___ PROVIDED INFORMATION ___

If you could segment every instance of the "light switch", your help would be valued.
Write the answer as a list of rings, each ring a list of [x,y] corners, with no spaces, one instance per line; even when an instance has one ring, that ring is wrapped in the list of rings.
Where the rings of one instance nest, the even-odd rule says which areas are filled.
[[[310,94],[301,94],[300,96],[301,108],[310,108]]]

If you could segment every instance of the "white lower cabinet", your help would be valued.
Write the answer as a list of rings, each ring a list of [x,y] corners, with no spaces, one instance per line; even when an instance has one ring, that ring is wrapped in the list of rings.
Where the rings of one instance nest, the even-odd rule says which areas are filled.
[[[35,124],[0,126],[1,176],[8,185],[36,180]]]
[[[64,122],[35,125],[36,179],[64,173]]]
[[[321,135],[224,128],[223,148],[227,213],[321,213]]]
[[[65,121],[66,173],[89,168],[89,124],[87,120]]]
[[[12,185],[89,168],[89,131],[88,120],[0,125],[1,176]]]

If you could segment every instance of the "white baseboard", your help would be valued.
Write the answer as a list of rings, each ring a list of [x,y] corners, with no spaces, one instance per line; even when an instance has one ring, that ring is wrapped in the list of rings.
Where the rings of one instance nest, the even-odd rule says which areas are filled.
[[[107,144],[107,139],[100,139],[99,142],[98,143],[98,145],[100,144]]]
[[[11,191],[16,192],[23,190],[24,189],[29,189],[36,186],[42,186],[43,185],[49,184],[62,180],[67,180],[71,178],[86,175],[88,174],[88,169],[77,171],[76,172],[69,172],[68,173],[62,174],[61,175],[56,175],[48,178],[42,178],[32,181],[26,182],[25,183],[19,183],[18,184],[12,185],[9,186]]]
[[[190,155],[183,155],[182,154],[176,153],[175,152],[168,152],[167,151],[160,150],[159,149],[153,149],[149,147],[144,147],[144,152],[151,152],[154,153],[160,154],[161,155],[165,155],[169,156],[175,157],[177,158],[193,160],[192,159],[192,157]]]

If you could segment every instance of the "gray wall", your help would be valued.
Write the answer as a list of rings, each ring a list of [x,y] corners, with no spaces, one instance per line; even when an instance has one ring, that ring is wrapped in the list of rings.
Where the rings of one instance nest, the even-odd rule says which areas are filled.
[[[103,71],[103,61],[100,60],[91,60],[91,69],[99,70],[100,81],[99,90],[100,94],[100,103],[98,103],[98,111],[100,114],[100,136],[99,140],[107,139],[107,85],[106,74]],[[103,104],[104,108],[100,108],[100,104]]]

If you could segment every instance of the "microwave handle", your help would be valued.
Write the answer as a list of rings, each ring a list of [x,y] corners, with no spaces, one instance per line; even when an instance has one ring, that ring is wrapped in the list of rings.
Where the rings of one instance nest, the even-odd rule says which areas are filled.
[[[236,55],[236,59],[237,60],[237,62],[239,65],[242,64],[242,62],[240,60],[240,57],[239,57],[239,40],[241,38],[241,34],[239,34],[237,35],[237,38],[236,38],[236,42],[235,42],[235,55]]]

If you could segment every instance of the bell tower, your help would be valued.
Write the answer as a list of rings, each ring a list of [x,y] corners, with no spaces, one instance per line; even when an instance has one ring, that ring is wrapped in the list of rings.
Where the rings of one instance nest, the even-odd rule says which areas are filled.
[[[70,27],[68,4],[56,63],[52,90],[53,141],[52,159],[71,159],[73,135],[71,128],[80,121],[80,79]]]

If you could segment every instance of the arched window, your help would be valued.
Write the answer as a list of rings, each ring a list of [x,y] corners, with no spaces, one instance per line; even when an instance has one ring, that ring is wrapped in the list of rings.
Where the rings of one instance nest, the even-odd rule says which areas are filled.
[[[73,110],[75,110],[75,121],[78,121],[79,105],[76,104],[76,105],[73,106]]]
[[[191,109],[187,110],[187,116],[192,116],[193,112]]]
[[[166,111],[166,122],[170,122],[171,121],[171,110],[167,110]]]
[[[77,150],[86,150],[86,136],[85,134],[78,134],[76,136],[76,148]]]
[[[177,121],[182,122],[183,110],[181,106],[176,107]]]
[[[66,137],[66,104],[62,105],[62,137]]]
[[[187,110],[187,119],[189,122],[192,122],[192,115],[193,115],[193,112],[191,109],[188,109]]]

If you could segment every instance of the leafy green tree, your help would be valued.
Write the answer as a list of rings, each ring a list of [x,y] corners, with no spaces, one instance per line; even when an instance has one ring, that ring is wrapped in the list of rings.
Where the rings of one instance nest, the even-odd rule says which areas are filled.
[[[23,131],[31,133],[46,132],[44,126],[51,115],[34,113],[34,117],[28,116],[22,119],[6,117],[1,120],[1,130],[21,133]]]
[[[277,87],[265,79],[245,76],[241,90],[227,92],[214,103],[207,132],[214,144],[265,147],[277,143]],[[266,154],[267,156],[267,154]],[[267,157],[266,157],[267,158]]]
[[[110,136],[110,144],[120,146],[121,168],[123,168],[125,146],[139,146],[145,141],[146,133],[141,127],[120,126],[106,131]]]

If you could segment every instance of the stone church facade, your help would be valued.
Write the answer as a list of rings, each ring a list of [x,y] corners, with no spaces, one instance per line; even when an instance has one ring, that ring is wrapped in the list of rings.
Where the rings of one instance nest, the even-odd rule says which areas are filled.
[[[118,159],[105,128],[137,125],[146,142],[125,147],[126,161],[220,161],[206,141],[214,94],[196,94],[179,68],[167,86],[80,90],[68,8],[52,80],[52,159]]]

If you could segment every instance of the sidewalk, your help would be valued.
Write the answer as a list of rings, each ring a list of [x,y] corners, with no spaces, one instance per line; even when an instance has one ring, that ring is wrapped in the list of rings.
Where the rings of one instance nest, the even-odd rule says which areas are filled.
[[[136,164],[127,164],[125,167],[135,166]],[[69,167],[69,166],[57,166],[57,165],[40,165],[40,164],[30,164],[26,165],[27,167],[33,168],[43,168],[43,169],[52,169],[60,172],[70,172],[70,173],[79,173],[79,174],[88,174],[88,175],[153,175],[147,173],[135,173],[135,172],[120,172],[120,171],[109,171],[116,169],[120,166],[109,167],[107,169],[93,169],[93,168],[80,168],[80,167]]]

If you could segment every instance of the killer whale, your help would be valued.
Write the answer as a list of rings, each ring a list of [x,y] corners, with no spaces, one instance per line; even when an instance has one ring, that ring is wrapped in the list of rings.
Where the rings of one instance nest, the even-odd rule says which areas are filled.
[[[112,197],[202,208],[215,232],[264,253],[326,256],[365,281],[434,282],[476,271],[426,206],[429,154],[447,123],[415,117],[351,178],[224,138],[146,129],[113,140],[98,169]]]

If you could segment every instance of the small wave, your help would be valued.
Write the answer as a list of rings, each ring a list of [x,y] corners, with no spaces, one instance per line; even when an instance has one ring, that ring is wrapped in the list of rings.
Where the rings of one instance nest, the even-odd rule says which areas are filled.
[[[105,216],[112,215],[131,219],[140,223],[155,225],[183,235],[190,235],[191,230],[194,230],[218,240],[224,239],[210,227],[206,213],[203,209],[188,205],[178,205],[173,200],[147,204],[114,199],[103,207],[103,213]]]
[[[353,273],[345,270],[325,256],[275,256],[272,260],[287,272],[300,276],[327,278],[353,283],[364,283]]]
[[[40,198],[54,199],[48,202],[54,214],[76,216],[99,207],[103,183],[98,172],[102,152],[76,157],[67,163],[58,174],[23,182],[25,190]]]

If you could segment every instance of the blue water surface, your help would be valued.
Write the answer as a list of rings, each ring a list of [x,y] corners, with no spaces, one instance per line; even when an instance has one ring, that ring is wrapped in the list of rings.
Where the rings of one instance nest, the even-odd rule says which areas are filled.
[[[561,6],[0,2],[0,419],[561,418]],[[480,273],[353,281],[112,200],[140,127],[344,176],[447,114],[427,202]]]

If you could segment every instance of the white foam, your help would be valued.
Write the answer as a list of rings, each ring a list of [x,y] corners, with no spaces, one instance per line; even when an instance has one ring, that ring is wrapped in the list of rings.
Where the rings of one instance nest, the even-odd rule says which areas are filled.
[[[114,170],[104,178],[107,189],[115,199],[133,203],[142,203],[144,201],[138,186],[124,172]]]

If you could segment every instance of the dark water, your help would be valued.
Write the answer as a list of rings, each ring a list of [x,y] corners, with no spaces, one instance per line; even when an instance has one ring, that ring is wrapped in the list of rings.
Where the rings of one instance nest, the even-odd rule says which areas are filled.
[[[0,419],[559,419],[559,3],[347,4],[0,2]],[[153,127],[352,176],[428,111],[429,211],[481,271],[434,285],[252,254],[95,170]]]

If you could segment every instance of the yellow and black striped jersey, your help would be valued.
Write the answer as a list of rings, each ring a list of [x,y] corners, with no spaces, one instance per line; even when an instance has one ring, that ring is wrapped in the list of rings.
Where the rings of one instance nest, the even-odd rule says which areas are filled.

___

◆ **YOUR TASK**
Write out, character for character, everything from the line containing "If you could segment every instance of the blue" down through the last line of the entries above.

◆ **WRITTEN RESPONSE**
If you could segment every instance of the blue water surface, your help would be valued.
Write the answer as a list of rings, each ring a list of [x,y] corners, with no spaces, one instance per line; even when an instance has one ring, that ring is wrapped in the list of rings.
Where the rings of one instance nest, the even-odd rule says which areas are filled.
[[[561,6],[0,2],[0,419],[561,418]],[[480,273],[353,281],[112,200],[140,127],[344,176],[447,114],[427,202]]]

If you could segment every instance of the white foam, your help would be valued.
Write the answer as a list of rings, each ring a list of [x,y] corners, with no spaces, one instance per line; even when an instance has one ring, that ring is wrapped in the list of rings.
Where the rings of one instance nest, the even-odd rule says which areas are filled.
[[[114,170],[104,178],[107,189],[115,199],[133,203],[142,203],[144,201],[138,186],[124,172]]]

If you could segment every instance of the dark water, your help would be valued.
Write the answer as a list of rings, each ring a list of [x,y] corners, with no spaces, one instance per line; even when an instance has one ring, that ring is wrapped in the list of rings.
Where the rings of one instance nest, the even-odd rule says which areas are filled.
[[[0,419],[559,419],[559,3],[347,4],[0,2]],[[153,127],[352,176],[428,111],[429,211],[481,271],[434,285],[252,254],[95,170]]]

If you could segment every instance of the yellow and black striped jersey, your help would be valued.
Write the answer as a list of rings, each ring a list of [x,y] corners, with no spaces, one instance per line; even when an instance has one ring, that ring is wrapped in the list of rings.
Where the rings of one instance nest, the even-odd rule says which areas are filled.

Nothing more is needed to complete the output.